*** Extrait du texte

Shanaka, employé d’une banque privée à Colombo, a déclaré: «Je participe à cette lutte parce que je crois fermement qu’il doit y avoir un changement de tout le système politique. Il faut mettre fin aux conditions absolument misérables auxquelles sont confrontées les masses au Sri Lanka. Tous les dirigeants qui ont gouverné le Sri Lanka jusque là ont trompé le peuple. Il est clair qu’ils défendent tous la même politique».
Un vendeur au détail de Galle a déclaré: «Ma patience est à bout. Mon maigre salaire ne suffit pas pour vivre. Je n’ai même pas assez d’argent pour éduquer mes enfants. Je n’arrive pas à trouver l’argent pour les choses de première nécessité. Ma femme n’a pas de travail. Je n’ai rien à vendre chez moi. On est totalement sans défense. Je n’ai confiance en aucun de ces politiciens capitalistes».
Amila, un ouvrier d’usine du district de Puttalam, explique: «Nous avons commencé à rejoindre la manifestation entre 4h30 et 5h00 du matin, indépendamment, avec des travailleurs représentant presque toutes les usines. Les syndicats ne nous ont pas dit de faire grève. Ce gouvernement doit être renvoyé. Les 225 politiciens [du parlement] doivent s’en aller. Il faut reprendre la richesse qu’ils ont pillée. Les gens n’ont pas de carburant, pas d’engrais, rien à manger. Quel que soit le prochain gouvernement, il fera la même chose.»
La proclamation de l’état d’urgence confirme les avertissements adressés par le PES à la classe ouvrière dans sa déclaration politique. Le président a bien renoncé à sa précédente tentative d’utiliser les forces de sécurité contre les manifestations, mais il sait parfaitement que les exigences draconiennes du FMI ne peuvent être imposées ni démocratiquement ni pacifiquement.

******

**Consigne**
Recopiez fidèlement le passage de l'extrait ci-dessus sur les manifestations au Sri Lanka, depuis "La proclamation de" jusqu'à "démocratiquement ni pacifiquement." inclus.

*** Données

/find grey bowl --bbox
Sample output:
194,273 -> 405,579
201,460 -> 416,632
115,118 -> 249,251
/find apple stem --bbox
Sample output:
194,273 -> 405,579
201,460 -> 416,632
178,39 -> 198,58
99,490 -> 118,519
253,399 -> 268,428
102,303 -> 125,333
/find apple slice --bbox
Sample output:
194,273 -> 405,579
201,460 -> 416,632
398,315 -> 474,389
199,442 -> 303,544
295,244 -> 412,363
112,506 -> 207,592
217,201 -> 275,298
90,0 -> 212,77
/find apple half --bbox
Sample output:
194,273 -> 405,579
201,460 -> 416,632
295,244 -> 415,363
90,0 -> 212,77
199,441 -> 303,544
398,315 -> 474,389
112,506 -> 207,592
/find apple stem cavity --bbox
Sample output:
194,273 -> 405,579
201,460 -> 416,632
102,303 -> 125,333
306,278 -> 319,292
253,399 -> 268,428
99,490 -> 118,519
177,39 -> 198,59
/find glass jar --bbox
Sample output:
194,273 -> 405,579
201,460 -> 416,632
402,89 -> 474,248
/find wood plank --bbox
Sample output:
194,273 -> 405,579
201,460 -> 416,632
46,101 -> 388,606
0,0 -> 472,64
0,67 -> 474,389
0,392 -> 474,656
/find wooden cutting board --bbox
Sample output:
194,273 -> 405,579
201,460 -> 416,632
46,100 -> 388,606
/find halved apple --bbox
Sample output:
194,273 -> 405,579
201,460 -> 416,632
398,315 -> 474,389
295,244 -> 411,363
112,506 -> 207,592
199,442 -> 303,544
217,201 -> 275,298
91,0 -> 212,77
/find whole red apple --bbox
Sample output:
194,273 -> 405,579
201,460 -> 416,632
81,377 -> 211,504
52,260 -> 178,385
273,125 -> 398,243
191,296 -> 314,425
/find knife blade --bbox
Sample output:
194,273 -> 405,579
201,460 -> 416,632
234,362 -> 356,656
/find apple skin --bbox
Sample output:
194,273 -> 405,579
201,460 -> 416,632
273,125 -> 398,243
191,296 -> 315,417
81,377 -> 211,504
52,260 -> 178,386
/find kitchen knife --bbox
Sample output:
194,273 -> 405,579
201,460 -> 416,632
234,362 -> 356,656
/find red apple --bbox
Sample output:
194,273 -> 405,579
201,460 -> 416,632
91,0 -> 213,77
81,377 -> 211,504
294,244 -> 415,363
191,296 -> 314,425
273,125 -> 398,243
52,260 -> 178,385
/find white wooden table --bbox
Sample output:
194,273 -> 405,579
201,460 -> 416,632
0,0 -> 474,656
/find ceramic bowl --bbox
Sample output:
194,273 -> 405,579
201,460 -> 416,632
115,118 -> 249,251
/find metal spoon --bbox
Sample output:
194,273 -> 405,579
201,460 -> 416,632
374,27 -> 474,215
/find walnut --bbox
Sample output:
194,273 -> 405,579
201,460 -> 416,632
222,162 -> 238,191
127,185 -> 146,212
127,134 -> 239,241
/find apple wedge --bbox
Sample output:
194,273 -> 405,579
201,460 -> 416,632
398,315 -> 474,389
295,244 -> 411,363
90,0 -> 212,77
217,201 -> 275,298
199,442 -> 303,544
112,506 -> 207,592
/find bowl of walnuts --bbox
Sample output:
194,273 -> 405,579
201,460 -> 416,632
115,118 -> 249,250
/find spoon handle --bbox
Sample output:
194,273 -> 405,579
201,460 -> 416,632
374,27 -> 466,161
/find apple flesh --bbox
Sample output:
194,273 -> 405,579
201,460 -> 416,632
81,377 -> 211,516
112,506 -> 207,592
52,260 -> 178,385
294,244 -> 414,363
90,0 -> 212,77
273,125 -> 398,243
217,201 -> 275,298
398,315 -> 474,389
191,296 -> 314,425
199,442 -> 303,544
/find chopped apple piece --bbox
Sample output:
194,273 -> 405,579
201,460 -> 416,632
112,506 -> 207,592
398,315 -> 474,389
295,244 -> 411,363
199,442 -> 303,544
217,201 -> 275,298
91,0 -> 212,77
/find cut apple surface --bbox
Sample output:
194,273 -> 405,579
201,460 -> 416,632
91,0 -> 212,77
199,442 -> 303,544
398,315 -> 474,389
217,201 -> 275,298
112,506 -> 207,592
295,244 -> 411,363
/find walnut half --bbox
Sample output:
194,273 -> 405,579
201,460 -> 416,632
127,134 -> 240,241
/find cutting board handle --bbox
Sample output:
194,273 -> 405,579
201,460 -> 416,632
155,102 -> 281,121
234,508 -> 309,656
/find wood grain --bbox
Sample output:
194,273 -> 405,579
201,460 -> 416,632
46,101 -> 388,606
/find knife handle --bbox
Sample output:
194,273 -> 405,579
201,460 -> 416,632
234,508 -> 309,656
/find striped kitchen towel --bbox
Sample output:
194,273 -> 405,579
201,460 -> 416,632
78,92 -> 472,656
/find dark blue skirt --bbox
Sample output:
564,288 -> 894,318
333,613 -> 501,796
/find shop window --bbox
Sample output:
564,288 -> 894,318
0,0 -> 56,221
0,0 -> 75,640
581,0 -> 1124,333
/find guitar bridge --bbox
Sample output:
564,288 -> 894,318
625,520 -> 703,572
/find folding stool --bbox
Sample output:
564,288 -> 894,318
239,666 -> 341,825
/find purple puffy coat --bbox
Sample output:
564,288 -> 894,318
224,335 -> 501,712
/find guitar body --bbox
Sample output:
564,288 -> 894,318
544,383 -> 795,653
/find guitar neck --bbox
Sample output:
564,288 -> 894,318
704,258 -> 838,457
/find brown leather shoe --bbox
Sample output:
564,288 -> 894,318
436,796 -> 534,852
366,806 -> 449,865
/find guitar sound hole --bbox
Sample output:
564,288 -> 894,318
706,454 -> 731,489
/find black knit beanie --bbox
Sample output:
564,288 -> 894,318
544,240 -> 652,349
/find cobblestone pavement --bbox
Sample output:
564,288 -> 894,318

******

**Résultat**
La proclamation de l’état d’urgence confirme les avertissements adressés par le PES à la classe ouvrière dans sa déclaration politique. Le président a bien renoncé à sa précédente tentative d’utiliser les forces de sécurité contre les manifestations, mais il sait parfaitement que les exigences draconiennes du FMI ne peuvent être imposées ni démocratiquement ni pacifiquement.